*Exercise details*:
Beginning at the line that contains "Phrase: coil of barbed wire" and ending at the last line of the entries, write out each line exactly; include nothing outside that span.

*Available records*:
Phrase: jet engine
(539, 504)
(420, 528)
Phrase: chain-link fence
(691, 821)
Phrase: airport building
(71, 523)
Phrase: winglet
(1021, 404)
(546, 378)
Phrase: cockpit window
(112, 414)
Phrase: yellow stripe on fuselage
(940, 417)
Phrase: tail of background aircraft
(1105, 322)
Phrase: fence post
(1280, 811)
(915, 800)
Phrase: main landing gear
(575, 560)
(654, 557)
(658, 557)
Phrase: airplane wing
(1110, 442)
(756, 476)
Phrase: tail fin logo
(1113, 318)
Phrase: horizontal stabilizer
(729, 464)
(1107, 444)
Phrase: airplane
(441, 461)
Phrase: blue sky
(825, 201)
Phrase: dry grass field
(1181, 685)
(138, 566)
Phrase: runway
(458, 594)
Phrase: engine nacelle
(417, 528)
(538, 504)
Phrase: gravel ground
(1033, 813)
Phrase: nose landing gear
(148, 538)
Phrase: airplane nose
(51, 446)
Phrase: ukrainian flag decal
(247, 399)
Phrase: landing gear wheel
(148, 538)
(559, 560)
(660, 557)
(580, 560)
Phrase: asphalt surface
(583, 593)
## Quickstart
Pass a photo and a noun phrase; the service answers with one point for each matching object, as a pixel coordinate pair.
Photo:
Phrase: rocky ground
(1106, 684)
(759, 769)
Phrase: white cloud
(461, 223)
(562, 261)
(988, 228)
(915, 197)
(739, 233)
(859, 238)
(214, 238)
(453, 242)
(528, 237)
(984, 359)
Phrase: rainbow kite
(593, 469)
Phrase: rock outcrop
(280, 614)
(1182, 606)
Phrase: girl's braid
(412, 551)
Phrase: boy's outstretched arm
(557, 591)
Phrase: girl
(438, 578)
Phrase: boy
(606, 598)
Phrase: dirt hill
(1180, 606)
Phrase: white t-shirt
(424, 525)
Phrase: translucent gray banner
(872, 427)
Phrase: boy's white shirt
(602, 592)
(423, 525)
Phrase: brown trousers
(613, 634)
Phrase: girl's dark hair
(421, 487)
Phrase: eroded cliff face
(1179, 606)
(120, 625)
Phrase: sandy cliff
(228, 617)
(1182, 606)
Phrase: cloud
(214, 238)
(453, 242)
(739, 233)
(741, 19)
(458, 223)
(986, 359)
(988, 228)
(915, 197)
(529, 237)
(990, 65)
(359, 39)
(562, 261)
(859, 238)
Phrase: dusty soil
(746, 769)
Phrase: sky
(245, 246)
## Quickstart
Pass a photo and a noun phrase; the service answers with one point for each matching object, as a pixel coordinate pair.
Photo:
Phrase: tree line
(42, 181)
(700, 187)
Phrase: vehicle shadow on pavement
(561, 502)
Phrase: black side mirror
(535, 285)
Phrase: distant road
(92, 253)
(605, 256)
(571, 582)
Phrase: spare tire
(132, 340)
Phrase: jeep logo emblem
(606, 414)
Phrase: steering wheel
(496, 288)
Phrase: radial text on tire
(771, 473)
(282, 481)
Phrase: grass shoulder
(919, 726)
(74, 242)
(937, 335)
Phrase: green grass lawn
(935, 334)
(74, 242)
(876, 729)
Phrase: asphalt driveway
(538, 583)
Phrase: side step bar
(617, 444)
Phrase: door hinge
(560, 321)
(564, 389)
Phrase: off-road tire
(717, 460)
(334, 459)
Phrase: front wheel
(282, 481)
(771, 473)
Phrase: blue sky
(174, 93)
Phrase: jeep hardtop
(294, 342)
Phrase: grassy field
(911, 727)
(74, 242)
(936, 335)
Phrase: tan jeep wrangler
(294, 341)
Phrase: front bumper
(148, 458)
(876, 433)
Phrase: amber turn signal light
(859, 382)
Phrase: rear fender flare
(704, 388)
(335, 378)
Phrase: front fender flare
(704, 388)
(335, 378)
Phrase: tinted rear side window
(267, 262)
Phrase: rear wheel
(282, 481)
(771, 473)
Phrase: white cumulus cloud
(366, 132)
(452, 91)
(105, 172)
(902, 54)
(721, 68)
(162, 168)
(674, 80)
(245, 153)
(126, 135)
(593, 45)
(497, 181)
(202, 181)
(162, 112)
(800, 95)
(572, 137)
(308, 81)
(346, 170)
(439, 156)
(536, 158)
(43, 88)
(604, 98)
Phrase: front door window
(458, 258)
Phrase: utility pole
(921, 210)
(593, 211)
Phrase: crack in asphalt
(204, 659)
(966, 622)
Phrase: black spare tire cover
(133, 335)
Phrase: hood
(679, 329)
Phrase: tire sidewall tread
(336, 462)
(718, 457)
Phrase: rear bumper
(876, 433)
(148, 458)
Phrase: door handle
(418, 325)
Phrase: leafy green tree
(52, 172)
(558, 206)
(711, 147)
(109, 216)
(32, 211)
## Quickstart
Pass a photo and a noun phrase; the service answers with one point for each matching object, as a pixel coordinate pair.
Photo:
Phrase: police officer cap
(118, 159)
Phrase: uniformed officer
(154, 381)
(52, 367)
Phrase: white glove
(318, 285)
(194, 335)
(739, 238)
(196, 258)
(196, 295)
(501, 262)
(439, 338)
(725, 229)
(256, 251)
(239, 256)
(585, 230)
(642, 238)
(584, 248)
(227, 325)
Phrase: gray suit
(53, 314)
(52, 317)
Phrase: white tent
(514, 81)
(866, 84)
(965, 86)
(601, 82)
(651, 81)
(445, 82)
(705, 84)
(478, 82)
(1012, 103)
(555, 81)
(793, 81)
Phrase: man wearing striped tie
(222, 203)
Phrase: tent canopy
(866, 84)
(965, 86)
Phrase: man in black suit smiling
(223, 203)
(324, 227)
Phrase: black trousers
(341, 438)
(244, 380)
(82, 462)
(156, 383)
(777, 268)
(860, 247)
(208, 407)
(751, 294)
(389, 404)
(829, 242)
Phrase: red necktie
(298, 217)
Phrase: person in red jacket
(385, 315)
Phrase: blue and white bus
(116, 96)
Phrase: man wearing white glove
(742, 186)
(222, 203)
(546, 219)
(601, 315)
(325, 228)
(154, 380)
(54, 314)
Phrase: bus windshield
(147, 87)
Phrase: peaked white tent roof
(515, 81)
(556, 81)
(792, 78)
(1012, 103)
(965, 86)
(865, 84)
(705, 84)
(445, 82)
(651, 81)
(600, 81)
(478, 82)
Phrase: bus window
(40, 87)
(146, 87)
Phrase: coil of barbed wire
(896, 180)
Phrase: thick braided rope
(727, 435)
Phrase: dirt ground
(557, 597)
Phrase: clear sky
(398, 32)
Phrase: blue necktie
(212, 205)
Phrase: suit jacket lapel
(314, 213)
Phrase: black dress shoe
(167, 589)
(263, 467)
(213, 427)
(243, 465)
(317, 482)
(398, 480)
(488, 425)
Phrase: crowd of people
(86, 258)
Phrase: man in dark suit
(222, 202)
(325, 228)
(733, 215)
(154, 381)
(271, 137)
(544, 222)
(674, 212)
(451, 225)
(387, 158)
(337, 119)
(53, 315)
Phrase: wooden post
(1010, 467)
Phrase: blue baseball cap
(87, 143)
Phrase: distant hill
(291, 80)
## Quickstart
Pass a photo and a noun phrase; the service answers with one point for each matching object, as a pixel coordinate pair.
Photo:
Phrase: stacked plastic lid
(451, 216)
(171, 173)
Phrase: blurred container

*Worked solution*:
Phrase: coil of barbed wire
(896, 180)
Phrase: thick braided rope
(727, 435)
Phrase: dirt ground
(557, 597)
Phrase: clear sky
(398, 32)
Phrase: blue necktie
(212, 205)
Phrase: suit jacket lapel
(314, 213)
Phrase: black dress shoe
(167, 589)
(263, 467)
(213, 427)
(243, 465)
(317, 482)
(398, 480)
(488, 425)
Phrase: crowd of people
(86, 258)
Phrase: man in dark suit
(222, 202)
(325, 228)
(733, 215)
(154, 381)
(271, 137)
(544, 222)
(674, 212)
(451, 225)
(387, 158)
(337, 119)
(53, 315)
Phrase: wooden post
(1010, 467)
Phrase: blue baseball cap
(87, 143)
Phrase: distant hill
(291, 80)
## Quickstart
Pass a photo and a noun phrase; the service answers with one point for each matching object, as a pixel coordinate pair.
Photo:
Phrase: stacked plastic lid
(451, 216)
(171, 173)
Phrase: blurred container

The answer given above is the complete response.